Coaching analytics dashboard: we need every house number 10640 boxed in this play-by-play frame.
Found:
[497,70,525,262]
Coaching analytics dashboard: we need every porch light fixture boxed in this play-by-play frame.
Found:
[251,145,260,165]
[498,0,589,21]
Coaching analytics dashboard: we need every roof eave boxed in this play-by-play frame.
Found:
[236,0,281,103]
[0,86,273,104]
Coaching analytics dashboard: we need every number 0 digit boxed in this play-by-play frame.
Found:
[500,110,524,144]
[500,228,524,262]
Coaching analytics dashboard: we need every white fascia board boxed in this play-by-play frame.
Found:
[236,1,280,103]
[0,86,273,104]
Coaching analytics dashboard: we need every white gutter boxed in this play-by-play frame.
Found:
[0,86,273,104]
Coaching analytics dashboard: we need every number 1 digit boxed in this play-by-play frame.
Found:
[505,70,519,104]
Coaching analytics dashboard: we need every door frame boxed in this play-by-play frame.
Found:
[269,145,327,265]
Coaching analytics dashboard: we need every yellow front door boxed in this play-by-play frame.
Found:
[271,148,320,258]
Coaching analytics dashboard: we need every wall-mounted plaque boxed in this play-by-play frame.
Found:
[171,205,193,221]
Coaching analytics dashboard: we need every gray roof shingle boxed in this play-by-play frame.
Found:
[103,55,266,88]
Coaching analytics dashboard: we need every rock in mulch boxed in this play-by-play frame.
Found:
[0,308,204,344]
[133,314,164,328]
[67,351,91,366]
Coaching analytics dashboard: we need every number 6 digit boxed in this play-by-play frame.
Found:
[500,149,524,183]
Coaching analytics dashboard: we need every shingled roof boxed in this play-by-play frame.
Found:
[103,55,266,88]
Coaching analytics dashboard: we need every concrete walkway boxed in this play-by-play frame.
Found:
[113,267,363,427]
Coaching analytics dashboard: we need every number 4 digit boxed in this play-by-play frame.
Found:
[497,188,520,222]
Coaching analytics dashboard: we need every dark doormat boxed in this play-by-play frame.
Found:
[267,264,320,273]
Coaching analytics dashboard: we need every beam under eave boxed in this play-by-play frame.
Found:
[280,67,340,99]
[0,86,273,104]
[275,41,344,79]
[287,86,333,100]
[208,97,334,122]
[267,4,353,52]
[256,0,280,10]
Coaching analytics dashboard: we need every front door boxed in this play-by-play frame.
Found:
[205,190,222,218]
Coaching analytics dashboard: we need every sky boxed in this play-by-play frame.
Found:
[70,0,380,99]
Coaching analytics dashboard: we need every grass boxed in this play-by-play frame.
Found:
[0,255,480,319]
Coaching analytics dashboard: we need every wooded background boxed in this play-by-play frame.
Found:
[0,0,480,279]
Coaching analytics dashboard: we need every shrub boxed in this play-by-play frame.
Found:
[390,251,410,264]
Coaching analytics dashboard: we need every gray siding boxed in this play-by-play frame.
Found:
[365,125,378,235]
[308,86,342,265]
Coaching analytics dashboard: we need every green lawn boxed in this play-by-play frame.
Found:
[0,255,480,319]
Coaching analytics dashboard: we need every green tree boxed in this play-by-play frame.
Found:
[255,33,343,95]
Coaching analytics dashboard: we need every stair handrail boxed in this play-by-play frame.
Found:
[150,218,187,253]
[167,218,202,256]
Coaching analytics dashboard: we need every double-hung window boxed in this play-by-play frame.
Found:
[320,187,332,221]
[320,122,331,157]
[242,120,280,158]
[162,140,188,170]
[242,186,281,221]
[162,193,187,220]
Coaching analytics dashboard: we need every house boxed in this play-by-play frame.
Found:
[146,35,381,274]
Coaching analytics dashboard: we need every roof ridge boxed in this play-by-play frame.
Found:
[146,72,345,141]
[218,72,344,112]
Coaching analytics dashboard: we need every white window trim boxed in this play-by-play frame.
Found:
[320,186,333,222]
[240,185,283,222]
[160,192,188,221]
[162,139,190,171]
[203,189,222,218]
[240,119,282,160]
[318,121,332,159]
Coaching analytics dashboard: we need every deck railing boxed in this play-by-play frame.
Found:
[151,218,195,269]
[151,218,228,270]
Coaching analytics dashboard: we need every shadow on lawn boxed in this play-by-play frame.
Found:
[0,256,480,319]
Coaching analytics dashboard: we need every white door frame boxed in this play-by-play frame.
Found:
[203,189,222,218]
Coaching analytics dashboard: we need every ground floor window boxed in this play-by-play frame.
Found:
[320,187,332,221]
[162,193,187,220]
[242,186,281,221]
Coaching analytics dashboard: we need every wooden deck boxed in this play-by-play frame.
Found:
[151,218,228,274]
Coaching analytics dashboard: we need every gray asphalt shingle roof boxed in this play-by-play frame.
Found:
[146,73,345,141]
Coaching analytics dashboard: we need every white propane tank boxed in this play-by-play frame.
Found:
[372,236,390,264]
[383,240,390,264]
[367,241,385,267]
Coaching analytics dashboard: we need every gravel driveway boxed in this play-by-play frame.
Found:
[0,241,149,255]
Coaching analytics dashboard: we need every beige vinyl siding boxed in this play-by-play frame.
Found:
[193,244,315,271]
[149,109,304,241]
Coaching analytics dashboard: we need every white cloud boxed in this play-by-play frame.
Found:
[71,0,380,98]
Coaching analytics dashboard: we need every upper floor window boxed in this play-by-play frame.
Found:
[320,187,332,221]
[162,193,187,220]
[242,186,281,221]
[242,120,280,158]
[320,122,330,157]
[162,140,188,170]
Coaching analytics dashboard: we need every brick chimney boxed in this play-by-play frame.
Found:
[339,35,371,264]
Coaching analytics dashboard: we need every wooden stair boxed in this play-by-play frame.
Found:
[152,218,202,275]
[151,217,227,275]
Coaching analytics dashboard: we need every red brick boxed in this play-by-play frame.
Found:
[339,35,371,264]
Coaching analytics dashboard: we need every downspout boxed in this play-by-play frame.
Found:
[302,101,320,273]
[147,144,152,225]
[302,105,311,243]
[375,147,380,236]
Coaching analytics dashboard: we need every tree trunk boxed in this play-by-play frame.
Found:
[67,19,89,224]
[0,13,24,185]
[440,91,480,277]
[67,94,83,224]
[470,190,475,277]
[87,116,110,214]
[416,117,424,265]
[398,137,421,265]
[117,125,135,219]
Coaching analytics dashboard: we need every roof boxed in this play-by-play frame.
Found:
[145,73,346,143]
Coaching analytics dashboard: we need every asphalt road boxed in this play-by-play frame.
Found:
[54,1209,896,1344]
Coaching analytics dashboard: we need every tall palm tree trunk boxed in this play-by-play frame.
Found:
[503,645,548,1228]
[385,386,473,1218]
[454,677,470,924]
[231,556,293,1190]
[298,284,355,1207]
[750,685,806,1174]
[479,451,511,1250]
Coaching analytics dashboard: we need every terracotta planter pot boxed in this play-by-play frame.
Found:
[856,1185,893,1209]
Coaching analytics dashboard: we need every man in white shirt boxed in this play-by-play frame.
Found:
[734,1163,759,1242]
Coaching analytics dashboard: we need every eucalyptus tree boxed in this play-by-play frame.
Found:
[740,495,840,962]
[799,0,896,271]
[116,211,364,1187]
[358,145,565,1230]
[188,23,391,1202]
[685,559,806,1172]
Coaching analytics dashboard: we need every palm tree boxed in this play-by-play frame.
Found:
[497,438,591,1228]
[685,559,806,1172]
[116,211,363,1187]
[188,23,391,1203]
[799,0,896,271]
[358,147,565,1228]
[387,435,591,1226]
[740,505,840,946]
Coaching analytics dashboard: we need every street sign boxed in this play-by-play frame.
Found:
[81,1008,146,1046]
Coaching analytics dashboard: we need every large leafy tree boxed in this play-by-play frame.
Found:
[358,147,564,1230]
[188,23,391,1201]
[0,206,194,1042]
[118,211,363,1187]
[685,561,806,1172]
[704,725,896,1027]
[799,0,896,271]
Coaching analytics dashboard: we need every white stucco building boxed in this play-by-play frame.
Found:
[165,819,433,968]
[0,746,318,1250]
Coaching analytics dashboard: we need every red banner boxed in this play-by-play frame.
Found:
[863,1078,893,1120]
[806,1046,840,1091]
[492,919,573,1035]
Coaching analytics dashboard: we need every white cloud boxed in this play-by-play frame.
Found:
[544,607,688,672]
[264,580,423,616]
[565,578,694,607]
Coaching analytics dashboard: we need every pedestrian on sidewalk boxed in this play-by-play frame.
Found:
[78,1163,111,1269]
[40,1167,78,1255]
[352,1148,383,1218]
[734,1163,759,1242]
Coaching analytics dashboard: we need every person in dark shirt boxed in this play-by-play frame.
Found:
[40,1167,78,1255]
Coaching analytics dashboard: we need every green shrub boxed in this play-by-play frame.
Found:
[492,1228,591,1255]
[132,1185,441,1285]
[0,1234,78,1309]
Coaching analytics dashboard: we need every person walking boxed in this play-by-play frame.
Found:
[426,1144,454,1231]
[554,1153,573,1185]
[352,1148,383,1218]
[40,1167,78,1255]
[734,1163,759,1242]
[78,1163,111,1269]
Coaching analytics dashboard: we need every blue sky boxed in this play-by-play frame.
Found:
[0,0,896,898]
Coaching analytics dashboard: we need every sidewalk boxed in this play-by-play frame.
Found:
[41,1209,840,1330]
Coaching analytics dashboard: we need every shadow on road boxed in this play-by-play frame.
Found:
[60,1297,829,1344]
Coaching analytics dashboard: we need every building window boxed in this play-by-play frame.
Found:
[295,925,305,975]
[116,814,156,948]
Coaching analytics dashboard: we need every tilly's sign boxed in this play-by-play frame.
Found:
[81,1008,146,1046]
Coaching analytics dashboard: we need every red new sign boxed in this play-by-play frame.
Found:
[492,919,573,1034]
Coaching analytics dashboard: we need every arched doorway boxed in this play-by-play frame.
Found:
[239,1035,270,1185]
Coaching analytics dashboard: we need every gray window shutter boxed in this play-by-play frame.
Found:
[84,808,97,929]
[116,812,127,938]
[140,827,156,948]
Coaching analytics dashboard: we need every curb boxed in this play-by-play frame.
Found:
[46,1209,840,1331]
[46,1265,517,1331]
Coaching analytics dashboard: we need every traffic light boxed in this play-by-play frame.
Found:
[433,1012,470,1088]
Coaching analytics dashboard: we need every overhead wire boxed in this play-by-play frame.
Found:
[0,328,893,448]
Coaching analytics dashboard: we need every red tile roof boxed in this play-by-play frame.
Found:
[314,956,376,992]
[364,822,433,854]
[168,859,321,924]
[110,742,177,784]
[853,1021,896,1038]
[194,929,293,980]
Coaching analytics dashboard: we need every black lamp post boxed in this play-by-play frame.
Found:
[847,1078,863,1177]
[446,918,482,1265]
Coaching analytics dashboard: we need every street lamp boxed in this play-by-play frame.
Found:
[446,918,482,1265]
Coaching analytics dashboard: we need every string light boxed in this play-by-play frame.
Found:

------------------------------------

> [TO BE DONE] Give the lines above as a JSON list of strings, one string per line with blank lines left out, covering only the part that opens with the line containing "Coaching analytics dashboard: we need every tree" and closes with the line containing "[54,1209,896,1344]", both included.

> [SOLUTION BELOW]
[
  "Coaching analytics dashboard: we need every tree trunk boxed in this play-by-play frame.",
  "Found:",
  "[67,19,89,224]",
  "[0,13,24,185]",
  "[440,91,480,277]",
  "[67,94,83,224]",
  "[470,190,475,277]",
  "[87,116,110,214]",
  "[416,117,424,265]",
  "[398,137,421,265]",
  "[117,125,135,219]",
  "Coaching analytics dashboard: we need every roof boxed in this play-by-play frame.",
  "Found:",
  "[145,73,346,143]",
  "Coaching analytics dashboard: we need every asphalt road boxed in this play-by-play frame.",
  "Found:",
  "[54,1209,896,1344]"
]